[The data Boundary: Start]

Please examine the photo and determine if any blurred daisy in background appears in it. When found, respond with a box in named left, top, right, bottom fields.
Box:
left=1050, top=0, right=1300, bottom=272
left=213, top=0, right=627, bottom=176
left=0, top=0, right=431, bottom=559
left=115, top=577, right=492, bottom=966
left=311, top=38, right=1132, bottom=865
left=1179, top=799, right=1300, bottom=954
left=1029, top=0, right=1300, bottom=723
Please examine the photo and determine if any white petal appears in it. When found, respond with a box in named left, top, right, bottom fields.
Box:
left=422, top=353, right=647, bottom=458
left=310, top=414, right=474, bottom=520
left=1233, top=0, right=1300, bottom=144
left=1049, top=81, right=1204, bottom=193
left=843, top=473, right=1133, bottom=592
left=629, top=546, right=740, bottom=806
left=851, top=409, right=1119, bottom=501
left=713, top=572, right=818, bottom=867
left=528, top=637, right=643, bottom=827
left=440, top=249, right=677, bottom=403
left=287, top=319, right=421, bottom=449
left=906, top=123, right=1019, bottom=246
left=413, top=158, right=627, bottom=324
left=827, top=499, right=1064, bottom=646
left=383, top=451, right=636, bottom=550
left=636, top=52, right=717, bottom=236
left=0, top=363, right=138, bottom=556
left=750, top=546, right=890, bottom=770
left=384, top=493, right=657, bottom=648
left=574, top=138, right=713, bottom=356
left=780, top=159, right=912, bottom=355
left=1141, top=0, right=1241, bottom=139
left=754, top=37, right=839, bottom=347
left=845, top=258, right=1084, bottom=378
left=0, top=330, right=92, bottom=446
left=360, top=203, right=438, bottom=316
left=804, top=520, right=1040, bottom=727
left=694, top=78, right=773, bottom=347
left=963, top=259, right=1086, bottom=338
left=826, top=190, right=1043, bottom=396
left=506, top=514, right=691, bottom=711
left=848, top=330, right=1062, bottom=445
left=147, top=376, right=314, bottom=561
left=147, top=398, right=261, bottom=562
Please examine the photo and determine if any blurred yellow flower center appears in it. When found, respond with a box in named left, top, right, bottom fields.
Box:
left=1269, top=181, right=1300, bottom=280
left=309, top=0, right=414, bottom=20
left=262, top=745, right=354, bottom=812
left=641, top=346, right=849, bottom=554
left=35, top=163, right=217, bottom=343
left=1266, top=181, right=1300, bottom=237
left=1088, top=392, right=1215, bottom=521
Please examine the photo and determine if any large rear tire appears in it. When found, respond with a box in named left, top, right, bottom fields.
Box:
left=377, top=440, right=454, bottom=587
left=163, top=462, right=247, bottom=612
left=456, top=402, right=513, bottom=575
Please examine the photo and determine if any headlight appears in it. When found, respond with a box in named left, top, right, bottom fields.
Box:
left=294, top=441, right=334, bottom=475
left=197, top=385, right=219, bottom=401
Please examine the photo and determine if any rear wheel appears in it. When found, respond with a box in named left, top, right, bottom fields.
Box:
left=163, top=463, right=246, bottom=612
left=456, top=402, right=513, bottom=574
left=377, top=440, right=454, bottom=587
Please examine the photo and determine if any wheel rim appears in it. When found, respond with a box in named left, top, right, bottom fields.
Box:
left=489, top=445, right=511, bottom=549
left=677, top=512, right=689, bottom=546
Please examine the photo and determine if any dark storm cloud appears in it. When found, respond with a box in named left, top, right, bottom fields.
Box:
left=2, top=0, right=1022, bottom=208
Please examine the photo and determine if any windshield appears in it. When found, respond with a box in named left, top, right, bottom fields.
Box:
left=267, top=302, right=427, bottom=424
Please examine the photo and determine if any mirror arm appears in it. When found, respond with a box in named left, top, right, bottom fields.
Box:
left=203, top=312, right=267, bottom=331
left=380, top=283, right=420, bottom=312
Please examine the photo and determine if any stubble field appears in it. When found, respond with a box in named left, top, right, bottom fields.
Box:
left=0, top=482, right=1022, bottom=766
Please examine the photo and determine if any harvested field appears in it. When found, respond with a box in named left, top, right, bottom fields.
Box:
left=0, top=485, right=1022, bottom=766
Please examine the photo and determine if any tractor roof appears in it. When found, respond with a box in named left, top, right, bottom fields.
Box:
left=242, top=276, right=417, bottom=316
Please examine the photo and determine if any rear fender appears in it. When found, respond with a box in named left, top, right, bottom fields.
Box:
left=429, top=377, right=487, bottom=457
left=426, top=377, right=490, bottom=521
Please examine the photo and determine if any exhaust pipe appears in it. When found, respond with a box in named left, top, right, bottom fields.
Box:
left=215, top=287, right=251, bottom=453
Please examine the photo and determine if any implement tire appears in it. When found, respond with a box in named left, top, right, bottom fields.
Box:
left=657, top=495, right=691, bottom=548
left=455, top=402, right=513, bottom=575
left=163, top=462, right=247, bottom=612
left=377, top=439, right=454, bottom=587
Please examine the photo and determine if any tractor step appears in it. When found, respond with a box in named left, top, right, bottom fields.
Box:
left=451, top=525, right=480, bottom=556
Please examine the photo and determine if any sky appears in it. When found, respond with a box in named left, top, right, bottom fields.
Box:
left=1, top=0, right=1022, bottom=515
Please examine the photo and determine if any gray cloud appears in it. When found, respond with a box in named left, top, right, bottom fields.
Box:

[The data Boundary: End]

_Exercise directions_: Please restate only the opening stretch of the records above: every line from the first through the one containing "Please examine the photo and determine if any white", exactly as written.

_Reply_:
Please examine the photo and determine if any blurred daisy in background appears in it. When found, respond with a box in named left, top, right, bottom fields.
Box:
left=1050, top=0, right=1300, bottom=272
left=213, top=0, right=627, bottom=176
left=0, top=0, right=431, bottom=559
left=115, top=577, right=492, bottom=966
left=311, top=38, right=1132, bottom=865
left=1179, top=799, right=1300, bottom=954
left=1029, top=0, right=1300, bottom=723
Please examine the photo and determine if any white petal appears in it. When found, respond with a box in named left, top, right, bottom fields.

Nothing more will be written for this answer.